▶ The request
Rewrite the lines below, putting "mark" in place of "annotate" wherever it appears and leaving everything else unchanged.

▶ Given data
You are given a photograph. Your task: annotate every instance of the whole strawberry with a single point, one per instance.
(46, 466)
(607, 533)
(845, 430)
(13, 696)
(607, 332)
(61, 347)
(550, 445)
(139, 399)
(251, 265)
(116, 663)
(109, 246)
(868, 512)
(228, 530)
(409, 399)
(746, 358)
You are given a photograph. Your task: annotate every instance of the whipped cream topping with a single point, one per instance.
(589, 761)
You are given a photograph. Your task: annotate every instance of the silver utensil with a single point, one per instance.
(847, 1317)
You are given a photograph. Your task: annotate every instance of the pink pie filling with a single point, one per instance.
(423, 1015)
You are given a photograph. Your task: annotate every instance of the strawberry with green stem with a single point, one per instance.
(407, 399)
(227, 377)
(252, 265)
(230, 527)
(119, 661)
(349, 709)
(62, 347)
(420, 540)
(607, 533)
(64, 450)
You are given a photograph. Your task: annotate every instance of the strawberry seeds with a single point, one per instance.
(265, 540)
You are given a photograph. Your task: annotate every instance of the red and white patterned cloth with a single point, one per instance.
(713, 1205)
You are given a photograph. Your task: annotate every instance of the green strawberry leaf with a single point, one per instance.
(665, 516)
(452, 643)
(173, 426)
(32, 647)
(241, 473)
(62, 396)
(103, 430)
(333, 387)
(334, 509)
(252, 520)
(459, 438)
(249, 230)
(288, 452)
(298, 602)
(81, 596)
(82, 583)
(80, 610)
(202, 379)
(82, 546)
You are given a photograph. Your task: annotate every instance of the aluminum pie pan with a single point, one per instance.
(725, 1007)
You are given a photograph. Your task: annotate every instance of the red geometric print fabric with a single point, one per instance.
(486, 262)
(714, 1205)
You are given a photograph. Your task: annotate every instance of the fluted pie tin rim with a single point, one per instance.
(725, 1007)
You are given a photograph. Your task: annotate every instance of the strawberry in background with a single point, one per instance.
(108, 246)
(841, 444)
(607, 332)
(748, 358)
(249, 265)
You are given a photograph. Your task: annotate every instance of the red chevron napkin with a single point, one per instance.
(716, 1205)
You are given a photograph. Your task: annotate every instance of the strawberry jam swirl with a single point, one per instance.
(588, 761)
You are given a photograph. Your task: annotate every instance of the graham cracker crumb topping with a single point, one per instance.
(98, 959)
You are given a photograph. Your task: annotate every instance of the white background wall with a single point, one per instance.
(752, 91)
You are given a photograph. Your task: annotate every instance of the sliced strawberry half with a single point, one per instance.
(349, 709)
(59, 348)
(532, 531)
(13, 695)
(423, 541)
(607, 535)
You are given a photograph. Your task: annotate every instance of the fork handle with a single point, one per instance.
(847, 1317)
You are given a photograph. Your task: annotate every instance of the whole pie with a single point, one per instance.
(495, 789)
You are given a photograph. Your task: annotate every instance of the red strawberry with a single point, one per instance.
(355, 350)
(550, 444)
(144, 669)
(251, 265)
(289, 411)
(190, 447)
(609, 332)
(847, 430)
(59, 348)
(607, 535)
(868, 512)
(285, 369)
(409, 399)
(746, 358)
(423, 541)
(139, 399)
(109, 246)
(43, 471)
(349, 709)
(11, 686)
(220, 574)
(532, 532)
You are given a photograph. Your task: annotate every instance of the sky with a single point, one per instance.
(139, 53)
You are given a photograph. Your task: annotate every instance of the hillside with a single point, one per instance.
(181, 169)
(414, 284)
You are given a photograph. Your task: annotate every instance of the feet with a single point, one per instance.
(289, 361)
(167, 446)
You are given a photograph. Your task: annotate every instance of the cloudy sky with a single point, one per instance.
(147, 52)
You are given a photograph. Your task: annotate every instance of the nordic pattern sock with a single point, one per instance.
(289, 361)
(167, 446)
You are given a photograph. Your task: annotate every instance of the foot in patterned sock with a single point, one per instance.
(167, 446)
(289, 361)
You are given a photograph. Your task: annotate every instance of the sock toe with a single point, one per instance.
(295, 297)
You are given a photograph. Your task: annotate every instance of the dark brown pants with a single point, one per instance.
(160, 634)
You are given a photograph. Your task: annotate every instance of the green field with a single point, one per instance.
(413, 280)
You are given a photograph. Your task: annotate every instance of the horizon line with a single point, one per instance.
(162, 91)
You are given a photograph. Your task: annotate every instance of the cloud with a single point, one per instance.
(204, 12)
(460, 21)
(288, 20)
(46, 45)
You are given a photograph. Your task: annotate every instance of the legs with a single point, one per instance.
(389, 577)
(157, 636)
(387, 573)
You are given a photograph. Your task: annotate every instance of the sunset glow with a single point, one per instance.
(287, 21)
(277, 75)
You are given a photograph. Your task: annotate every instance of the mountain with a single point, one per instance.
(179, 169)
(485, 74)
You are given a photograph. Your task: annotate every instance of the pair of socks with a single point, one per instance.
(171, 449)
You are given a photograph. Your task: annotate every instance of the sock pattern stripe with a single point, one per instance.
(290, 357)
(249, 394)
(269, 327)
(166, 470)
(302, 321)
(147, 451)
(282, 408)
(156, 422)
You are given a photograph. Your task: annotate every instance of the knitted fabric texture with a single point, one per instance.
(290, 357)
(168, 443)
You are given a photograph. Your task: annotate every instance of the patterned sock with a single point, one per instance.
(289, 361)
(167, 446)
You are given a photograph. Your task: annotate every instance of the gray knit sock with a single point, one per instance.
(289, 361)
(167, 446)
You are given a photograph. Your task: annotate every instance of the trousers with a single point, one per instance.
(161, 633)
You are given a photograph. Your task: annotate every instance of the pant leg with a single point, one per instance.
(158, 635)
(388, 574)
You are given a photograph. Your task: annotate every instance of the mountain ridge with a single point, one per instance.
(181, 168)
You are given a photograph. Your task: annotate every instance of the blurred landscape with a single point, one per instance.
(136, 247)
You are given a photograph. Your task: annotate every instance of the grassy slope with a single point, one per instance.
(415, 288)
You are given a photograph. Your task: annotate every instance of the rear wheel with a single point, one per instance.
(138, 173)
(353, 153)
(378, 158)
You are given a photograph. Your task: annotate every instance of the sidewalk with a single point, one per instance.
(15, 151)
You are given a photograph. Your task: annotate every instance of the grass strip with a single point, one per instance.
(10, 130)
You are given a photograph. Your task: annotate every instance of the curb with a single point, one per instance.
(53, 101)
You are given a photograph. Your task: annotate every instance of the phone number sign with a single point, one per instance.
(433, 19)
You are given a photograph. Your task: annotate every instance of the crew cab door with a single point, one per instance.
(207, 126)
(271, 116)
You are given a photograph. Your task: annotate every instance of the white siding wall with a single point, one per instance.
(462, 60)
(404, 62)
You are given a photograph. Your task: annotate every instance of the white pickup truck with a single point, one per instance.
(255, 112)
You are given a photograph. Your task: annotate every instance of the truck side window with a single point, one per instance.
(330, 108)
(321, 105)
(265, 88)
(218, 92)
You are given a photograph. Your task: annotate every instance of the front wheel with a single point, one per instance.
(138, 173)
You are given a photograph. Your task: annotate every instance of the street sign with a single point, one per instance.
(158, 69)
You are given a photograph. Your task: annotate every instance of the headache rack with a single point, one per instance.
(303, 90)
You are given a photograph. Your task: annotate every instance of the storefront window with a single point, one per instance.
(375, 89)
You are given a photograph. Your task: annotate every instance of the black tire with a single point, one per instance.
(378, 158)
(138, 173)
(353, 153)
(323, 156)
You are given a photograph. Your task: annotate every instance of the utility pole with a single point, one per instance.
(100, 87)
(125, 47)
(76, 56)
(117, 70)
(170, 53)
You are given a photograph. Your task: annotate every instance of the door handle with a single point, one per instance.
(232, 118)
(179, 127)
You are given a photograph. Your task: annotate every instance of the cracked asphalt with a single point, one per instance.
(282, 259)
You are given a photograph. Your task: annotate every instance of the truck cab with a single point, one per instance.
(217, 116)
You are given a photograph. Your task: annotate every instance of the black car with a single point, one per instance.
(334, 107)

▶ Task response
You are given a photograph. Your task: mark every instance of the whole strawberry with a single point, one per instance.
(46, 466)
(607, 533)
(845, 430)
(13, 696)
(607, 332)
(61, 347)
(550, 445)
(139, 399)
(251, 265)
(116, 663)
(109, 246)
(868, 512)
(228, 530)
(409, 399)
(746, 358)
You are given a photograph. Your task: mark every instance of the whipped cream topping with a single point, one per instance.
(589, 761)
You are given a photograph. Your task: mark every instance of the silver utensil with a single point, one per instance.
(847, 1317)
You are given a photograph. Your task: mark every instance of the pink pie filling with a single point, one per instance.
(423, 1015)
You are given a photograph. Your task: mark every instance of the strawberry with green stem with a single point, one per instance.
(407, 399)
(227, 377)
(252, 265)
(230, 527)
(119, 661)
(349, 709)
(62, 347)
(420, 540)
(607, 533)
(64, 450)
You are given a photograph. Your task: mark every instance of the strawberry seeds with a single point, one per instance.
(265, 540)
You are given a photograph. Your task: mark every instance of the red and white patterned cloth with a single point, one per instance.
(713, 1205)
You are given a photograph. Your task: mark every instance of the green strawberry leaf with a single point, one per instance.
(665, 516)
(452, 643)
(173, 426)
(32, 647)
(241, 473)
(62, 396)
(103, 430)
(333, 387)
(334, 509)
(252, 520)
(459, 438)
(249, 230)
(288, 452)
(298, 602)
(81, 596)
(82, 583)
(80, 610)
(202, 379)
(82, 546)
You are given a photograph. Your task: mark every instance of the aluminum pie pan with a single point, one per instance.
(725, 1007)
You are given a photograph. Your task: mark every instance of the red geometric print fabric with a single point, one per instance.
(486, 262)
(714, 1205)
You are given a photograph. Your task: mark every instance of the fluted pie tin rim with a single point, one per instance.
(725, 1007)
You are given a photograph. Your task: mark every instance of the strawberry in background with a single point, one per instance.
(108, 246)
(841, 444)
(607, 332)
(748, 358)
(249, 265)
You are given a photograph. Your task: mark every instance of the red chevron napkin with a single point, one per instance.
(716, 1205)
You are given a photograph. Your task: mark every instance of the strawberry jam swirl with a single point, one per instance.
(588, 761)
You are given a photograph. Your task: mark every instance of the graham cracker crumb topping with a single point, one per instance.
(98, 959)
You are given a photograph. Your task: mark every instance of the white background wall with a single point, one per instance.
(752, 91)
You are given a photograph. Your task: mark every instance of the sliced strawberry half with a single point, one per instance.
(349, 709)
(59, 348)
(532, 531)
(13, 695)
(423, 541)
(607, 535)
You are given a photograph. Your task: mark every instance of the fork handle with a single point, one per instance.
(847, 1317)
You are given a photograph. Your task: mark every instance of the whole pie with a single point, one per instance.
(495, 789)
You are given a photograph. Your task: mark every instance of the red strawberry with a single point, one per instance.
(355, 350)
(550, 444)
(144, 669)
(251, 265)
(289, 411)
(190, 447)
(609, 332)
(847, 430)
(59, 348)
(607, 535)
(868, 512)
(285, 369)
(409, 399)
(746, 358)
(423, 541)
(139, 399)
(109, 246)
(43, 471)
(349, 709)
(11, 686)
(220, 574)
(532, 532)
You are given a photograph. Your task: mark every instance of the sky with a single point, one per instance.
(139, 53)
You are given a photograph. Your task: mark every instance of the hillside with a single point, one per instance.
(181, 169)
(414, 284)
You are given a photograph. Your task: mark every instance of the feet with a single point, one per instance.
(289, 361)
(167, 446)
You are given a photograph. Your task: mark every instance of the cloudy sky with a single point, one per instance.
(147, 52)
You are given a photograph. Your task: mark every instance of the nordic pattern sock with a single point, one per instance.
(289, 361)
(167, 446)
You are given a photograph. Your task: mark every instance of the foot in patterned sock with a single point, one per instance.
(167, 446)
(289, 361)
You are given a photograph. Your task: mark every instance of the sock toe with a single point, one per instance.
(295, 297)
You are given a photograph. Your task: mark every instance of the dark brown pants with a single point, one per instance.
(160, 634)
You are given a photograph. Your task: mark every instance of the green field with a single point, one per instance.
(413, 280)
You are given a photograph. Your task: mark every instance of the horizon line with a single point, one per instance.
(162, 91)
You are given a photograph. Your task: mark every instance of the cloud with a single point, one per instance.
(204, 12)
(460, 21)
(288, 20)
(46, 45)
You are given a photograph. Your task: mark every instance of the legs with a single point, one per instance.
(389, 577)
(157, 636)
(387, 573)
You are given a photograph. Your task: mark every instance of the sunset glow with a single point, one per instance.
(287, 21)
(277, 75)
You are given a photograph. Your task: mark every instance of the mountain with a single point, one per instance.
(179, 169)
(485, 74)
You are given a photograph. Your task: mark every instance of the pair of socks with a single point, one per instance.
(171, 449)
You are given a photograph. Your task: mark every instance of the sock pattern stripe with a single point, one per instance.
(290, 357)
(249, 394)
(269, 327)
(166, 470)
(302, 321)
(147, 451)
(282, 408)
(156, 422)
You are given a photograph. Your task: mark every instance of the knitted fabric texture with a single point, one per instance.
(290, 357)
(168, 443)
You are given a photograph. Your task: mark every instance of the patterned sock with a single point, one per instance.
(289, 361)
(167, 446)
You are given a photograph. Your task: mark every instance of the gray knit sock with a single point, one per instance.
(289, 361)
(167, 446)
You are given a photograph. Your task: mark every instance of the trousers with a single point, one per instance.
(161, 633)
You are given a photograph. Your task: mark every instance of the pant leg with a single point, one per instance.
(158, 635)
(388, 574)
You are given a photograph. Your task: mark every instance of the mountain ridge with a single point, one per instance.
(181, 168)
You are given a photograph. Your task: mark every instance of the blurred landscape with a single point, one per instance.
(136, 247)
You are given a photograph. Your task: mark every instance of the grassy slope with a single point, one per instance.
(415, 288)
You are given a photograph. Your task: mark every instance of the rear wheel with a single point, one per instance.
(138, 173)
(353, 153)
(378, 158)
You are given a photograph. Your task: mark every instance of the sidewalk with a single point, one per instance.
(15, 151)
You are given a photograph. Your task: mark every instance of the grass strip with a single point, one per instance.
(10, 130)
You are given a photograph. Your task: mark every instance of the curb with a single point, one per instance.
(53, 101)
You are given a photograph. Your task: mark every instance of the phone number sign with a single point, one per instance.
(433, 19)
You are given a photograph. Your task: mark every instance of the crew cab door with a single point, one per instance.
(207, 126)
(271, 116)
You are given a photograph. Your task: mark every instance of the white siding wall with a single point, one per instance.
(462, 60)
(404, 62)
You are given a photograph. Your task: mark every instance of the white pickup truck with a single point, one per instance.
(255, 112)
You are given a photograph. Your task: mark every instance of the truck side window with a single point, one per instance.
(330, 108)
(321, 105)
(265, 88)
(218, 92)
You are given a photograph. Your task: mark every instance of the front wheel with a single point, one per instance.
(138, 173)
You are given a photograph. Your task: mark every instance of the street sign with a single point, one per instance.
(158, 69)
You are given a photograph. Your task: mark every instance of the headache rack with a single point, one per instance.
(303, 90)
You are given a photograph. Your task: mark every instance of the storefront window with a single point, one per instance.
(375, 89)
You are given a photograph. Your task: mark every instance of the black tire with a single point, one per instance.
(378, 158)
(138, 173)
(353, 153)
(323, 156)
You are given a photograph. Your task: mark every instance of the utility pole with a single point, one per instance.
(100, 87)
(125, 47)
(76, 56)
(117, 70)
(170, 53)
You are given a photograph. Your task: mark every instance of the door handle with a single point, one per instance.
(232, 118)
(179, 127)
You are given a photograph. Your task: mark every instance of the cracked asphalt with a single point, one per instance.
(282, 259)
You are given a photograph. Your task: mark every instance of the truck cab with a single point, one per instance.
(217, 116)
You are given a photograph. Your task: mark every instance of the black car with a single point, one per instance.
(334, 107)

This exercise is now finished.